Where Do Failures Originate? Sidebar Analysis: Air France Flight 447 Crashes

part2

The aircraft crashed after temporary inconsistencies between the airspeed measurements—likely due to the aircraft’s Pitot tubes (shown on the right)being obstructed by ice crystals—caused the autopilot to disconnect, after which the crew reacted incorrectly and ultimately led the aircraft to an aerodynamic stall from which they did not recover.

For nuclear reactor systems, you are required to confess your “sins” related to the failures. No one gets fired for confessions of failures; however, termination occurs by hiding failure details. Here’s the categorization of failures for mature nuclear power production failures that has been constant for many years:

• People →  38%
• Procedures + Processes →  34%
• Equipment →  28%

For boiler and pressure vessel failures, ASME’s National Board published failure statistics1 for a 10-year interval highlighting ASME’s boiler test code equipment. The statistics show:

• 23,338 accidents →  83% human oversight or lack of knowledge
• 720 injuries →  69% human oversight or lack of knowledge
• 127 deaths →  60% human oversight or lack of knowledge

Air France Flight 447 Crashes

The crash occured from Rio de Janeiro to Paris offshore near Brazil on June 1, 2009, following a flight through a thunderstorm at an altitude of ~30,000 feet under autopilot control, which breaks a practical flight commandment: “Thou shall not fly through strong thunderstorms unless the enemy is on your tail and both you and your aircraft can sustain ±9 g’s of loading.” Inside the thunderstorm, the Pitot tubes, which sense airspeed, froze from the storm’s moisture intensity. With apparent stall conditions sensed by the airspeed instrumentation, the autopilot disconnected, putting aircraft control directly in the hands of the pilots of the Airbus A330.

Pilot control of the Airbus is by joystick, similar to those used with a video game. When the autopilot disconnected, the Airbus rolled right and the pilot responded by pushing the joystick to the left but pulled the nose of the aircraft up, breaking another practical flight commandment: “Thou shall push the aircraft nose downward to gain airspeed in a stall condition.” The second pilot pushed his joystick downward as endlessly taught to every new pilot. Another near flight commandment is: “When everything is screwed up and nothing makes sense, try taking your hands and feet off all controls and let the airplane straighten itself out for ±30 seconds.”

> [INFORMATION SHOWN]:
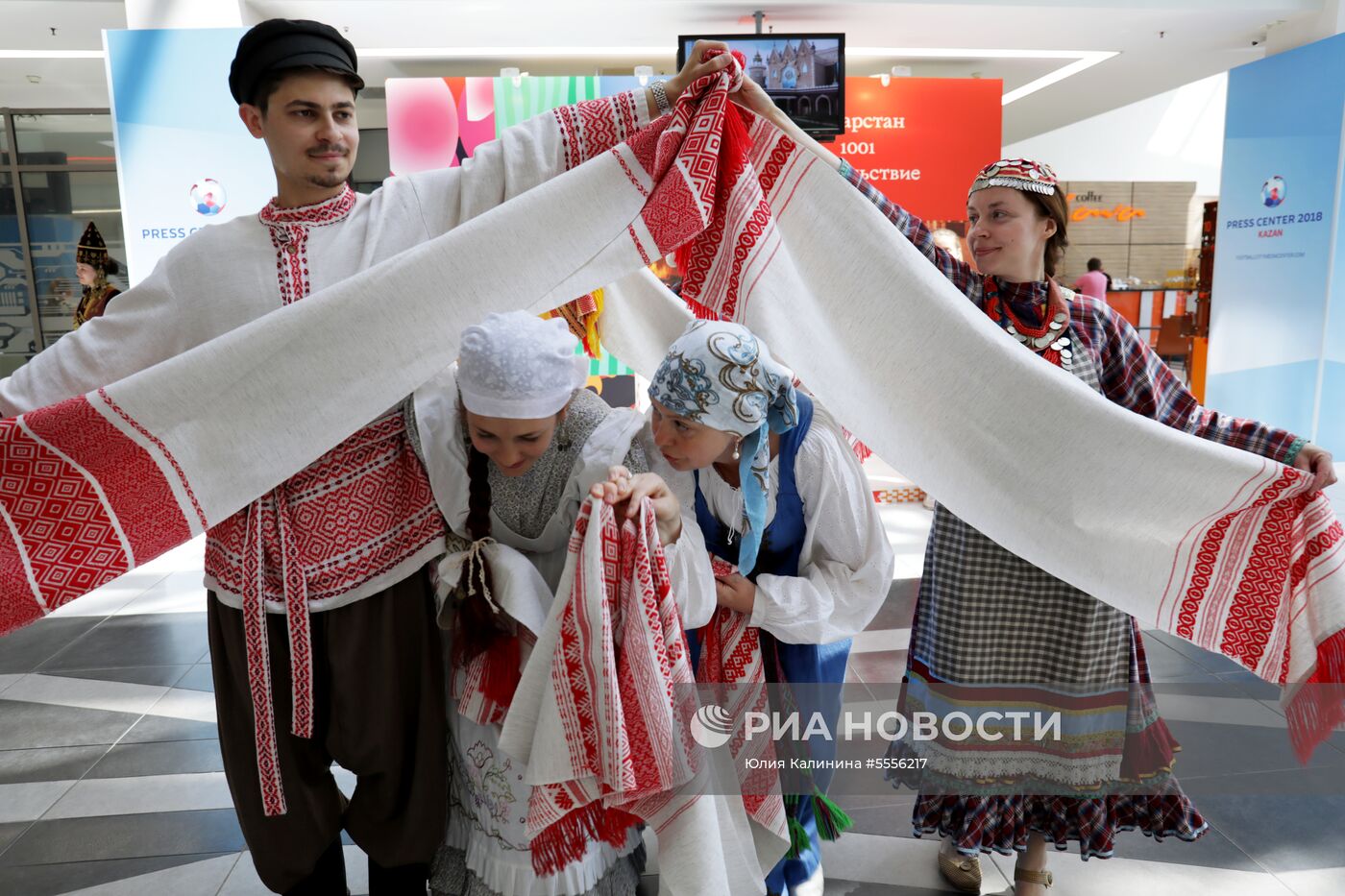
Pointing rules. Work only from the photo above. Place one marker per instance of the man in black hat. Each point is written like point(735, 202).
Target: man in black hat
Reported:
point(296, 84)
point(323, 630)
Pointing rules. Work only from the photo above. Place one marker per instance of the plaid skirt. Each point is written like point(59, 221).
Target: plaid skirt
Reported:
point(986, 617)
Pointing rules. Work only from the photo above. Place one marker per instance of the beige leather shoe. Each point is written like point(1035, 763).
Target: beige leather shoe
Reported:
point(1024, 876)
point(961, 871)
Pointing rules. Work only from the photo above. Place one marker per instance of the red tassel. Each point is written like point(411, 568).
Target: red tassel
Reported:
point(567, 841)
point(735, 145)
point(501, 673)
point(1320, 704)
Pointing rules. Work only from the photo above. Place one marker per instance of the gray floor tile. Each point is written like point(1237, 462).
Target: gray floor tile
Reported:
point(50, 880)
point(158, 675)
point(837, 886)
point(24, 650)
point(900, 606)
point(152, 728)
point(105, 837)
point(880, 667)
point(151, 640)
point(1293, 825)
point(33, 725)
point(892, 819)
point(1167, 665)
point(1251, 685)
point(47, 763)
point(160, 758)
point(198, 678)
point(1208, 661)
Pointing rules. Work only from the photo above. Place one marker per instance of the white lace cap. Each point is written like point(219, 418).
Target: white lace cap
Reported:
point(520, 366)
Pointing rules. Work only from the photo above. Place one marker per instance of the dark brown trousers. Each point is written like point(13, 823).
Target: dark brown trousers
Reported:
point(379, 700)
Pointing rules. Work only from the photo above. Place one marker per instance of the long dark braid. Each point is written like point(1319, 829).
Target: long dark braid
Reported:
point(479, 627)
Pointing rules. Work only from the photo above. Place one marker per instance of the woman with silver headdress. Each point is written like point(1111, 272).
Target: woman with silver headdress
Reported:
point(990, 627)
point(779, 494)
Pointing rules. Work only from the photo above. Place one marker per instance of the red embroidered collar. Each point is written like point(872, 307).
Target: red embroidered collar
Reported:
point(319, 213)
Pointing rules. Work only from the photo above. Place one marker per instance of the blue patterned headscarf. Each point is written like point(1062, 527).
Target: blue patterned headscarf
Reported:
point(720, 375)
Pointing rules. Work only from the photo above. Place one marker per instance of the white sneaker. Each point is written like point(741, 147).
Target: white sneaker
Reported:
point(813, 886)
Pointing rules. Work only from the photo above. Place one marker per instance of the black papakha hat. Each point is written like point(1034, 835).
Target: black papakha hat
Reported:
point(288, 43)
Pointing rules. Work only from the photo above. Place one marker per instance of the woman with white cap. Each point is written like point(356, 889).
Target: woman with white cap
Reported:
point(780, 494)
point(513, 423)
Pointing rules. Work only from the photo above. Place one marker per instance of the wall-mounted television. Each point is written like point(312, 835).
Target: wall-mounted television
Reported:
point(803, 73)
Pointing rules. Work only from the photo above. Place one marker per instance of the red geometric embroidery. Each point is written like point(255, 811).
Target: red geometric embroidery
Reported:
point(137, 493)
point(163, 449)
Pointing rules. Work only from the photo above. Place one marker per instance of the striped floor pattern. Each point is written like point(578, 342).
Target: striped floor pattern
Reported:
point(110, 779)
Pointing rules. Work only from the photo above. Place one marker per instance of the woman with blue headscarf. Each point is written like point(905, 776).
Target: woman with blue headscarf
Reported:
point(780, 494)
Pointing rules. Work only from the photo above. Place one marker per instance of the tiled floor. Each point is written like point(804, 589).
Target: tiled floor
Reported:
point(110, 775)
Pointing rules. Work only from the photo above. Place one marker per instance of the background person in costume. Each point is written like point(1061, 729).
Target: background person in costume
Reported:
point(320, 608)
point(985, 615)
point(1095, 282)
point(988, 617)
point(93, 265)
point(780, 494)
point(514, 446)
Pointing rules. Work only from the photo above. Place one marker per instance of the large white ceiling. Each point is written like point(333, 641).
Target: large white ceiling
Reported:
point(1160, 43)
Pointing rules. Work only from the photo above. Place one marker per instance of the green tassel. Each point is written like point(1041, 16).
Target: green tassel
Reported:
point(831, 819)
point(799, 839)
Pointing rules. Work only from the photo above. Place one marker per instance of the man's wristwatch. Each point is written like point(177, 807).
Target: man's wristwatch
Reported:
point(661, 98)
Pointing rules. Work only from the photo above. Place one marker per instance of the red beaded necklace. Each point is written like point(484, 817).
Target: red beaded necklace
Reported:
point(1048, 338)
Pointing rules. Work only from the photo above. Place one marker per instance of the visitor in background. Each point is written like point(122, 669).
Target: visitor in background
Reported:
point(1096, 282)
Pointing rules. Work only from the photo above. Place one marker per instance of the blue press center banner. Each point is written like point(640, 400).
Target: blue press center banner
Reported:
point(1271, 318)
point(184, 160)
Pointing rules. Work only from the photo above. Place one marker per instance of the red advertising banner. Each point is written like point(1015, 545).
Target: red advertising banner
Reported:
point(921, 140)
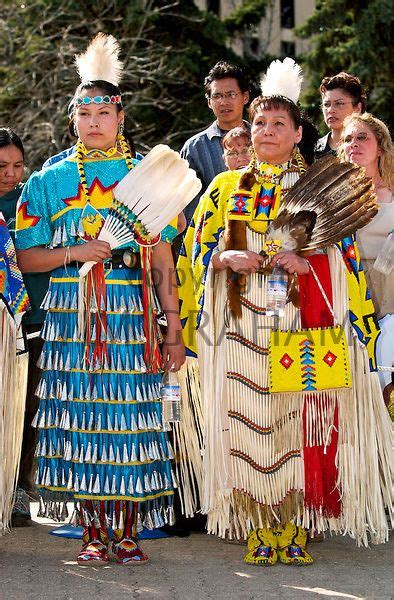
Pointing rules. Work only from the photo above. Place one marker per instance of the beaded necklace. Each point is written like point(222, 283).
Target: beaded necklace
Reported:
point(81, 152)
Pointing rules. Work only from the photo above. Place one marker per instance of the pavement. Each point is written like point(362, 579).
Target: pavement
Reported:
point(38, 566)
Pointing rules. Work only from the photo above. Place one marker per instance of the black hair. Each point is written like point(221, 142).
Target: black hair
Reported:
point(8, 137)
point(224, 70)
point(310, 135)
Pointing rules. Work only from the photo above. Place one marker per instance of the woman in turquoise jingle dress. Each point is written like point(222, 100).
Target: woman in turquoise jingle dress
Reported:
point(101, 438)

> [PROBLEM]: Write what follows the final sentence of the Air France Flight 447 crash analysis above.

> [SOLVED PROBLEM]:
On the Airbus, there is no tactical connection between the joysticks, so the second pilot had no knowledge of the first pilot’s fatal and amateurish error of pulling the aircraft nose up until Flight 447 reached an altitude of 38,000 feet. The stalled Airbus lost lift at 38,000 feet. In 3 minutes and 30 seconds, the aircraft pancaked into the sea, resulting in the loss of life of 216 passengers and 12 crew members. The Boeing 777 and 787 aircrafts, as with the Airbus 330, are fly-by-wire aircrafts, however the Boeing aircrafts have tactile sensors so each pilot knows what the other pilot is doing with a traditional wheel configuration.

The flight data recorder or “black box” was recovered on May 1, 2011 and the contents downloaded for study by an international team of safety experts. The Bureau d'Enquêtes et d'Analyses pour la Sécurité de l'Aviation Civile (BEA) released the final report on July 5, 2012, with the accident resulting from the following events:

  • Temporary inconsistency between airspeed measurements, likely following the obstruction of the Pitot probes by ice crystals that, in particular, caused the autopilot disconnection and the reconfiguration to alternate law [special mandatory operating rules for the Airbus].
  • Inappropriate control inputs that destabilized the flight path.
  • The lack of any link by the crew between the loss of indicated speeds called out and the appropriate procedure.
  • The late identification by the pilot not flying of the deviation from the flight path and the insufficient correction applied by the pilot flying.
  • The crew not identifying the approach to stall, their lack of immediate response and the exit from the flight envelope.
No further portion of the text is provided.